Dataset entries:
*** Begin section ***

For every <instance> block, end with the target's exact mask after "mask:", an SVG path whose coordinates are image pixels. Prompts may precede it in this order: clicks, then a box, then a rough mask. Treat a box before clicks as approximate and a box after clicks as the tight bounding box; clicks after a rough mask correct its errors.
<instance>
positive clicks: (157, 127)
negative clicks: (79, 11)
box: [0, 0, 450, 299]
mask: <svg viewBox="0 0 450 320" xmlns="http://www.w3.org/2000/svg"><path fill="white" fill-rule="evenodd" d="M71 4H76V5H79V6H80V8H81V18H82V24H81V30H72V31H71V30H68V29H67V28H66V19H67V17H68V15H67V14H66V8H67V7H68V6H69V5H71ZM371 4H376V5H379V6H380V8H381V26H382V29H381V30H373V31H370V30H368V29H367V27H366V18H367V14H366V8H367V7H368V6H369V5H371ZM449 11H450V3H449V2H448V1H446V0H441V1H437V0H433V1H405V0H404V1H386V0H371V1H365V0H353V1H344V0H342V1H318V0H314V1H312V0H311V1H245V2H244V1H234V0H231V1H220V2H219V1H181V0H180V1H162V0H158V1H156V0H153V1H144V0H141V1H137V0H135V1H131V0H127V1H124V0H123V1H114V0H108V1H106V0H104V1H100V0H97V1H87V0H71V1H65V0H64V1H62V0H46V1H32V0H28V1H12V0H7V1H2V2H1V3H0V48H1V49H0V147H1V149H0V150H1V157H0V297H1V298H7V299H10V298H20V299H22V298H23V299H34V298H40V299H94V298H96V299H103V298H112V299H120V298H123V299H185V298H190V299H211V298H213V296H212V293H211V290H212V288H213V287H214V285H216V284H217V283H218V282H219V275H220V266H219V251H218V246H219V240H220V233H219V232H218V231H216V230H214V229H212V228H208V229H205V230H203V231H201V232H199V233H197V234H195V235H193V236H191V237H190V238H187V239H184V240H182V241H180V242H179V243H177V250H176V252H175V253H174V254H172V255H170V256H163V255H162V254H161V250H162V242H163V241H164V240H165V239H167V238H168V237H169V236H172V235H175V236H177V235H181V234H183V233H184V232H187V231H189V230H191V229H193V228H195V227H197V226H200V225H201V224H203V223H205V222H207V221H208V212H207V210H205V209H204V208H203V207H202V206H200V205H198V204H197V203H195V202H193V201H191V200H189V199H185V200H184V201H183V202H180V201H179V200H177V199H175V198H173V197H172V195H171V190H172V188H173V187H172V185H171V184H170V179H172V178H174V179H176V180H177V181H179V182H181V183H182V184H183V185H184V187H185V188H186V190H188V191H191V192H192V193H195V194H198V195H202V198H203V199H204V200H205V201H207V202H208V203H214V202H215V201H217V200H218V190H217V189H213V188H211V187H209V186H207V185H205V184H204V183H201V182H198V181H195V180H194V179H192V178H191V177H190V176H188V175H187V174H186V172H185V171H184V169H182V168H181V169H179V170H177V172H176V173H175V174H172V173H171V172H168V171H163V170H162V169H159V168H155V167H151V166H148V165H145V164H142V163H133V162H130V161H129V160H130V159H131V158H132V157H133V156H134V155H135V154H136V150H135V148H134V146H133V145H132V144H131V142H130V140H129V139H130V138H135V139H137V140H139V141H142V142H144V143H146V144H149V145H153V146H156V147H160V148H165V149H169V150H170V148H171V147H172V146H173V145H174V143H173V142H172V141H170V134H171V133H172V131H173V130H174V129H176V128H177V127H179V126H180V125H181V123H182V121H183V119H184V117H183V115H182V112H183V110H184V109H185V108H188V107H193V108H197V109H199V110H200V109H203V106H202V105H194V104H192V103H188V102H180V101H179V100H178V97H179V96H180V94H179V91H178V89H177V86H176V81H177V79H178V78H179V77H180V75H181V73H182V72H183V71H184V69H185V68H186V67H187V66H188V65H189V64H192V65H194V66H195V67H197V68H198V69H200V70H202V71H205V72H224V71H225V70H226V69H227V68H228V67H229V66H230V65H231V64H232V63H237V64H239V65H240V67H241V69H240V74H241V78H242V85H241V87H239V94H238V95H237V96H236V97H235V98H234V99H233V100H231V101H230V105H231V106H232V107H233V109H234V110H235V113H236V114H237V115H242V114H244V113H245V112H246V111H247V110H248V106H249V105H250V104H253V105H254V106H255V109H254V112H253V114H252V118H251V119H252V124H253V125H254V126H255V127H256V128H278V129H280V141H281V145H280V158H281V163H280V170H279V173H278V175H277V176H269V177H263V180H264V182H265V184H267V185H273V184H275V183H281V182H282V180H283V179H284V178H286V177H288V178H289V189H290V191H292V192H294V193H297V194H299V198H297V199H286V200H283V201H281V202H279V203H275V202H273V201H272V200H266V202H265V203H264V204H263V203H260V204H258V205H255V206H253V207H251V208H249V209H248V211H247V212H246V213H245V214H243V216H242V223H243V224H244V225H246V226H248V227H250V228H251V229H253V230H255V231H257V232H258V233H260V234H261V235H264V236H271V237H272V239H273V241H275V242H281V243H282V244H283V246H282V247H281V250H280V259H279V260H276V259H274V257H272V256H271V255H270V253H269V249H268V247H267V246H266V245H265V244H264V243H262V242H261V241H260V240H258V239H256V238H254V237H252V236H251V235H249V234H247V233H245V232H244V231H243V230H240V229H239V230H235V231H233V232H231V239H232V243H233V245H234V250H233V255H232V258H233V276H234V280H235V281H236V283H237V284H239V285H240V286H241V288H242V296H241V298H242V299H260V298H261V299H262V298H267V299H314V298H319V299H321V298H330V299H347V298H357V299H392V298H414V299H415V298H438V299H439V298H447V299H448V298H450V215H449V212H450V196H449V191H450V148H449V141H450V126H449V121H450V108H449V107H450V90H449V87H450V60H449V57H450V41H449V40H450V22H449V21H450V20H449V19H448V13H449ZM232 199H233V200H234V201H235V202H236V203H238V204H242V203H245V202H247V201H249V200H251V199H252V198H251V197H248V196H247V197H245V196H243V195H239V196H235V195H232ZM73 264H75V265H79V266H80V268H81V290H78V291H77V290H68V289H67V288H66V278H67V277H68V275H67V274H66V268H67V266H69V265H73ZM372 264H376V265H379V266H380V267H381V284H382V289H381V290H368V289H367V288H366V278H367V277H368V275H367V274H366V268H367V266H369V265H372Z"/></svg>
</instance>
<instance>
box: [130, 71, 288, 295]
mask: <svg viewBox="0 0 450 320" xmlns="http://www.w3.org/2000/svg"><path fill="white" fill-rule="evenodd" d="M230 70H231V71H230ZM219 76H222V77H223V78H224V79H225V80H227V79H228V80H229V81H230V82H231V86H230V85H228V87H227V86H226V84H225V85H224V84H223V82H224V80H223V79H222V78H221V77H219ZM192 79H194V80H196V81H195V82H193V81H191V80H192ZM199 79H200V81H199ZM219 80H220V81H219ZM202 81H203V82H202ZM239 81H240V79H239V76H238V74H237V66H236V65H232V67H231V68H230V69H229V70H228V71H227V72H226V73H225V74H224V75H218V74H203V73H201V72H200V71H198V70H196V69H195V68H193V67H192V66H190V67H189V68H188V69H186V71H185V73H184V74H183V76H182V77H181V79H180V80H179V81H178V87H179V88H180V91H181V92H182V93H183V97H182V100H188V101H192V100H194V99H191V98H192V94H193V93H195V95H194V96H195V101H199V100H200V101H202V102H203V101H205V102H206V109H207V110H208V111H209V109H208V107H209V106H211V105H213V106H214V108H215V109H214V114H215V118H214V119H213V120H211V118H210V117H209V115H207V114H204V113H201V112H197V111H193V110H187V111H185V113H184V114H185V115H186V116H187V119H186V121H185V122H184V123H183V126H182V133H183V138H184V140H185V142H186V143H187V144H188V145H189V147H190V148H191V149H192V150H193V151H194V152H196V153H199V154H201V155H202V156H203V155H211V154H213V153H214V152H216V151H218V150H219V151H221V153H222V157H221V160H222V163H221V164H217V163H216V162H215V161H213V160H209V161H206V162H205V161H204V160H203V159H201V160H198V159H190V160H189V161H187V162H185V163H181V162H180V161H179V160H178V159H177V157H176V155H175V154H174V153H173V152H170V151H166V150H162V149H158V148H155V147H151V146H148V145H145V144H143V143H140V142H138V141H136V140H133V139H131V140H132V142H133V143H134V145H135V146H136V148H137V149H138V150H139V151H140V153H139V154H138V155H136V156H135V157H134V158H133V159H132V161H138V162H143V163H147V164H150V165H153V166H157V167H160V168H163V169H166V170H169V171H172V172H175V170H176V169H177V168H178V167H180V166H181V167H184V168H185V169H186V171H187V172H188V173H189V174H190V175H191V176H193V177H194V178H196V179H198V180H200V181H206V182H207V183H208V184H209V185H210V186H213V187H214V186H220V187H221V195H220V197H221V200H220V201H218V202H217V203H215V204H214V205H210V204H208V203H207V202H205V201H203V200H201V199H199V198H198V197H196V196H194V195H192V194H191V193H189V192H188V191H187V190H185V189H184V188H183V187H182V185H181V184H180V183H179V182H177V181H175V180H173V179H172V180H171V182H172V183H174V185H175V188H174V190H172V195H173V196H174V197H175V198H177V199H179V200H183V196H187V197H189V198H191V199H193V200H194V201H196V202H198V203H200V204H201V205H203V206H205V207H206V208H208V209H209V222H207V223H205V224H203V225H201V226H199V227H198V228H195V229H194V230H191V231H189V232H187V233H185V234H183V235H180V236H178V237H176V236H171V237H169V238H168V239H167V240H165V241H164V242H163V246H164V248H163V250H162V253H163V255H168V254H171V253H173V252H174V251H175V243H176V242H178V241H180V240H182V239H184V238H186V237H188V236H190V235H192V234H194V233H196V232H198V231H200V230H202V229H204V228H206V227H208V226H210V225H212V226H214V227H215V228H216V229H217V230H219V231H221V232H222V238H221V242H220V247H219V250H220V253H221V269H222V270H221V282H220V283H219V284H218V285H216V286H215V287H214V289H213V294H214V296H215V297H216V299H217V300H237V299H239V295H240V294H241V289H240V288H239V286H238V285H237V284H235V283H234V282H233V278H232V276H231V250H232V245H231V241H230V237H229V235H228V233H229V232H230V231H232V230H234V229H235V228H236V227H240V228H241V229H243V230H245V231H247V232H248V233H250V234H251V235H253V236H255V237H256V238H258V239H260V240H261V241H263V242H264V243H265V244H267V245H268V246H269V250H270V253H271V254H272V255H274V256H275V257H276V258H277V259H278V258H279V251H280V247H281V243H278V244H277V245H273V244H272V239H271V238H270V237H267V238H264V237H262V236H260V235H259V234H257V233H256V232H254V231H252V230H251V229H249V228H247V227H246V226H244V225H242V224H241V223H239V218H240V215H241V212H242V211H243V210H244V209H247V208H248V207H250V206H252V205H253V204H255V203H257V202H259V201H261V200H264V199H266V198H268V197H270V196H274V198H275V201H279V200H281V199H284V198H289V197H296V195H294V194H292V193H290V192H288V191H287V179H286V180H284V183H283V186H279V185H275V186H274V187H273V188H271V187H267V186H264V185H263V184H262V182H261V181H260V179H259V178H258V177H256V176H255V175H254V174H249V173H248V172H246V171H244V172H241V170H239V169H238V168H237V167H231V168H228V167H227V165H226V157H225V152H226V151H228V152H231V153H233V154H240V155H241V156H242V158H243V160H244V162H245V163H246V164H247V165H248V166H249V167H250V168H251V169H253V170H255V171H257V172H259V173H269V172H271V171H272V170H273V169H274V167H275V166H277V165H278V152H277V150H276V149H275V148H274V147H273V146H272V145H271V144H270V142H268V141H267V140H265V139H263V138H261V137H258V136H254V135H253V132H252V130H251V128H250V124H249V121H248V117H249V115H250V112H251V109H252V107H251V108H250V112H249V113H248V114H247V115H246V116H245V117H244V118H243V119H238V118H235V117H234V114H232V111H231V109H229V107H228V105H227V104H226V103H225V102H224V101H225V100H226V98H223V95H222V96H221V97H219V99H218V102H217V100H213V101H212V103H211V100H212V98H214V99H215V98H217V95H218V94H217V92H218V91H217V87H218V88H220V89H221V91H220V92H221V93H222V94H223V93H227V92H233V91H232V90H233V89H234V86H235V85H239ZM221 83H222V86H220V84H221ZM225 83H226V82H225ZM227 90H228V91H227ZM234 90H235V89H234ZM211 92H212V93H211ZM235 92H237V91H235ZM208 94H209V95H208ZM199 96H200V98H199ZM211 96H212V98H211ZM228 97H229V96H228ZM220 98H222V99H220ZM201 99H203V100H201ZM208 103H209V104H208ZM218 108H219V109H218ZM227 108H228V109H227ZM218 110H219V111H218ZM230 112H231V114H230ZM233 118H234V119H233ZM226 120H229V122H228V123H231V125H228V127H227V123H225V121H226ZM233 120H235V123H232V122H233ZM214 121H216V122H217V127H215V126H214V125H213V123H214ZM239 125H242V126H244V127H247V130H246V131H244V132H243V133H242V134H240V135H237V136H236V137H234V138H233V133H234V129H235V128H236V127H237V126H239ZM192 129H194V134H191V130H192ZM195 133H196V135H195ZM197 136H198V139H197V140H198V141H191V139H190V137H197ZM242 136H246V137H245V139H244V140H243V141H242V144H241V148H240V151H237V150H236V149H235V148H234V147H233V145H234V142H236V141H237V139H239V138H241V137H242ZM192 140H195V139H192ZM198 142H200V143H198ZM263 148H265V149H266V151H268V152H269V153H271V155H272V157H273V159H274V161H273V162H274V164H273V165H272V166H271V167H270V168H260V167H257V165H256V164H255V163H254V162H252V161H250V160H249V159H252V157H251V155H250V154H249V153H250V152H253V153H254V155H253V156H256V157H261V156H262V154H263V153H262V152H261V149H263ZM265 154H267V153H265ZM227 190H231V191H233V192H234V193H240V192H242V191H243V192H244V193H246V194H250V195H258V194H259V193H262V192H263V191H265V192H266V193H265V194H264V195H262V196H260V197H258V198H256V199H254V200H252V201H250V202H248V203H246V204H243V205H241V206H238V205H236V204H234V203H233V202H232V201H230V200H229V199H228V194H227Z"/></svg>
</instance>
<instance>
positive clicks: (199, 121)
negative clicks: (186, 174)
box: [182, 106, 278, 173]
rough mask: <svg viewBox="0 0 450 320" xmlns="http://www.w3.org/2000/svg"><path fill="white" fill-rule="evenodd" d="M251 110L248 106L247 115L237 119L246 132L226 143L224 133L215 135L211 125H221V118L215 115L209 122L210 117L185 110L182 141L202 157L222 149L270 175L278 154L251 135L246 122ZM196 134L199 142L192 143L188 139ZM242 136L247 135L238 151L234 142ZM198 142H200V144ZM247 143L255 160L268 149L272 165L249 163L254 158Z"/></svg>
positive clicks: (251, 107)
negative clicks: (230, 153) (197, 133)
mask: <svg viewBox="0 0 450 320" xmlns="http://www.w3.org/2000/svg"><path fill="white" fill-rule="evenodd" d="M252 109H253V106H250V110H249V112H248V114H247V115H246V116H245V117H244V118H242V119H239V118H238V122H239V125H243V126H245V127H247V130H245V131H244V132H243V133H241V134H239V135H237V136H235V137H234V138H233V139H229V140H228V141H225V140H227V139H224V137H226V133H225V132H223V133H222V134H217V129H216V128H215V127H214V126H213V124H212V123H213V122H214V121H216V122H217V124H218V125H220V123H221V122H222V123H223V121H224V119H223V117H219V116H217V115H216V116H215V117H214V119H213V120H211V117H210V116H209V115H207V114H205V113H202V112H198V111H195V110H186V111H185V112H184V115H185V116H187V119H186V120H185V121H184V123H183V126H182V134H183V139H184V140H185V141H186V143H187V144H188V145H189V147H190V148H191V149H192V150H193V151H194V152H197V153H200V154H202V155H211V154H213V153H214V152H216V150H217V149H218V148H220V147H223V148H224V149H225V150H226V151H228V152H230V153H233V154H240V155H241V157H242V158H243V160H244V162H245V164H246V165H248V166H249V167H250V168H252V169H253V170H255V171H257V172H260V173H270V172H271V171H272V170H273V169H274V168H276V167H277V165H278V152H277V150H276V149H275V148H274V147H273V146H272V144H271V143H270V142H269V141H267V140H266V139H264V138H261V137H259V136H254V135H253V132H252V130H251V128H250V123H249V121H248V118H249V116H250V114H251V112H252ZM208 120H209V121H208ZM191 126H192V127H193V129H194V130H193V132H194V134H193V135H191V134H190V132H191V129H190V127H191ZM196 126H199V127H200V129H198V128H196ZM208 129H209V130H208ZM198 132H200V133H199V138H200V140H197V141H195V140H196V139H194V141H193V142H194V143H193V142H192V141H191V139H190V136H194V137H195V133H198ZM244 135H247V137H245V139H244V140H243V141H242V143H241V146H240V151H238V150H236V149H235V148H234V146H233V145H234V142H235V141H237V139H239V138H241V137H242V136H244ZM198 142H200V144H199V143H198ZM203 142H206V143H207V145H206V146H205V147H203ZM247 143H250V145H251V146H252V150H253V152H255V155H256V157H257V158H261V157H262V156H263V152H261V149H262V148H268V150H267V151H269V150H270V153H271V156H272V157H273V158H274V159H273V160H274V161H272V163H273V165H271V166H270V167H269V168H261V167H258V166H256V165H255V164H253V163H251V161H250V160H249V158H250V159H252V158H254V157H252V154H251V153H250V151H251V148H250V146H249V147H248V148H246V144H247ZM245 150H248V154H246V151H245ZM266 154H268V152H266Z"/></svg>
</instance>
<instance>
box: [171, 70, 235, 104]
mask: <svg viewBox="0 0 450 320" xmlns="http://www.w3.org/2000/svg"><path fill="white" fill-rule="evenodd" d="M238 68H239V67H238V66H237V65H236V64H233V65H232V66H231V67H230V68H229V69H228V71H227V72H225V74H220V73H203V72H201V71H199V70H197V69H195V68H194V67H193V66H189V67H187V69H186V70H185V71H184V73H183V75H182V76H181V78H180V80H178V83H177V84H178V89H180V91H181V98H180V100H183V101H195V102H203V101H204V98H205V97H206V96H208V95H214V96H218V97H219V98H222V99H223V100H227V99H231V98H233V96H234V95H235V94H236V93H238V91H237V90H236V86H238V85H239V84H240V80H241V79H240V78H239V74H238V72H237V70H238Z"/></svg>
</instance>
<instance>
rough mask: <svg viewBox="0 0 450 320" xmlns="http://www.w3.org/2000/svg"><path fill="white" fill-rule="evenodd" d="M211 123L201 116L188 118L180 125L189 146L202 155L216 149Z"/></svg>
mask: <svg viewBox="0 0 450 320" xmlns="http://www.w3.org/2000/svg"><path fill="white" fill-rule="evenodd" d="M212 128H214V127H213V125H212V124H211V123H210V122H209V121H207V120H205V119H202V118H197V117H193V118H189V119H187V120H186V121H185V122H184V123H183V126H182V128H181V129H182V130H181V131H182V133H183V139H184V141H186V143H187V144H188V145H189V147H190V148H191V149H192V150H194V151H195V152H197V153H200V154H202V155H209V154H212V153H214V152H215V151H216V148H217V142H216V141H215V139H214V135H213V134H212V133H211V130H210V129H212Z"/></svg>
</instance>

*** End section ***

Try it = Each line above that has the word "positive" should be copied.

Result of this task =
positive clicks: (157, 127)
positive clicks: (199, 121)
positive clicks: (251, 107)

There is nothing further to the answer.